EXERCISE REQUIREMENTS:
Pull out every line of the entries below that contains the word "pink", and copy each one in full. Case counts.

GIVEN ENTRIES:
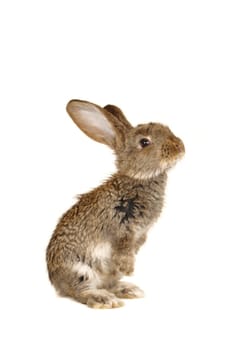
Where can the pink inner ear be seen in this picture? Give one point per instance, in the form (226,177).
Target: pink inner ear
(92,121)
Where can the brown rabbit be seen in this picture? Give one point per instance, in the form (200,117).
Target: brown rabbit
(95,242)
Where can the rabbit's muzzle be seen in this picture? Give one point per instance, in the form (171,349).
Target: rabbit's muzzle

--

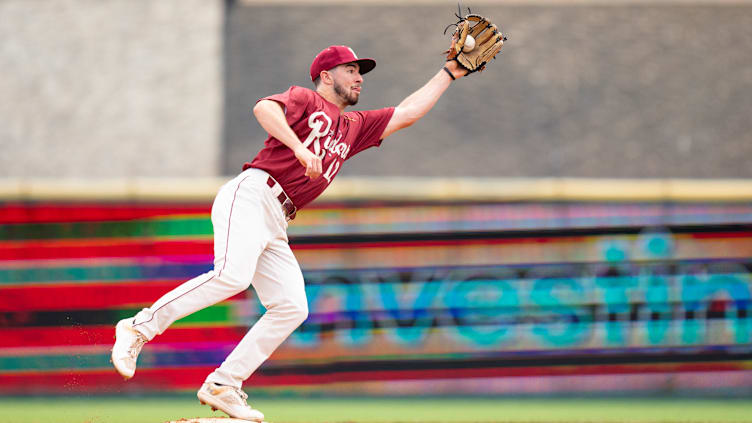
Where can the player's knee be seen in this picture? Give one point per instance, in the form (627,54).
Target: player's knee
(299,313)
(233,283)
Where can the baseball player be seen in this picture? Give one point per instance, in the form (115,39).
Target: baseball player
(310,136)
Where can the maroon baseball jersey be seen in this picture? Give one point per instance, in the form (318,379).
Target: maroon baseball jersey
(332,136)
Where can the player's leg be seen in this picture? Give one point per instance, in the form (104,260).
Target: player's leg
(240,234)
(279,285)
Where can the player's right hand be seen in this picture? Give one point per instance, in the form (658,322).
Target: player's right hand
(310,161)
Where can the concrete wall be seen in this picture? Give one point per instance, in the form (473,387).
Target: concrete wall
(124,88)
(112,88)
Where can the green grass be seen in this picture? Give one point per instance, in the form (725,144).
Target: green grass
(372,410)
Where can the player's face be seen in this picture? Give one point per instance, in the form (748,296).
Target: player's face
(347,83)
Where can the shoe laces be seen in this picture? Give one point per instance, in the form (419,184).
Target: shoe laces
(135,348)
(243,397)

--

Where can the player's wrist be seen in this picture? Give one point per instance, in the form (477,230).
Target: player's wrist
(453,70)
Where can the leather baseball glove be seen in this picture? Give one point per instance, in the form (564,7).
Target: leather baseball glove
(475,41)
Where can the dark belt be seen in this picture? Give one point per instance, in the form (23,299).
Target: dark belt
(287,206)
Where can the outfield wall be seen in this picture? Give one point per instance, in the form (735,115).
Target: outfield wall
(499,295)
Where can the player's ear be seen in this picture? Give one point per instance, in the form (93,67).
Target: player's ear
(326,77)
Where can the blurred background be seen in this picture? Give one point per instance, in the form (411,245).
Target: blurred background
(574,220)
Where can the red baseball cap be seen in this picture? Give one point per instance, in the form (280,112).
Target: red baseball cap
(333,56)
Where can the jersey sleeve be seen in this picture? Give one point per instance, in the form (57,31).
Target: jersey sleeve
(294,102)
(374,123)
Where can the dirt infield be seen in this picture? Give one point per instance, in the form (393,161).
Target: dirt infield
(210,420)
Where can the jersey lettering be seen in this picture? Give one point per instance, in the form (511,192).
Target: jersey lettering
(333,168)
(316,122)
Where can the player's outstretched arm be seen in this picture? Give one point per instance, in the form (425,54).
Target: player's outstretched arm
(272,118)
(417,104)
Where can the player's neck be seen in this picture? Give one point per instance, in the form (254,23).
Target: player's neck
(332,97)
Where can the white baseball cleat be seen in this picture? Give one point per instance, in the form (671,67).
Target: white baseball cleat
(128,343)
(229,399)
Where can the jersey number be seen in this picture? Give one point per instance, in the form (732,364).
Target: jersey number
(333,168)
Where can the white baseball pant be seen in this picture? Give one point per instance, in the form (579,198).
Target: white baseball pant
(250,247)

RESPONSE FOR THIS EXERCISE:
Where can the pink inner ear be seen in this picture? Give one point per instance, in the form (226,177).
Target: pink inner ear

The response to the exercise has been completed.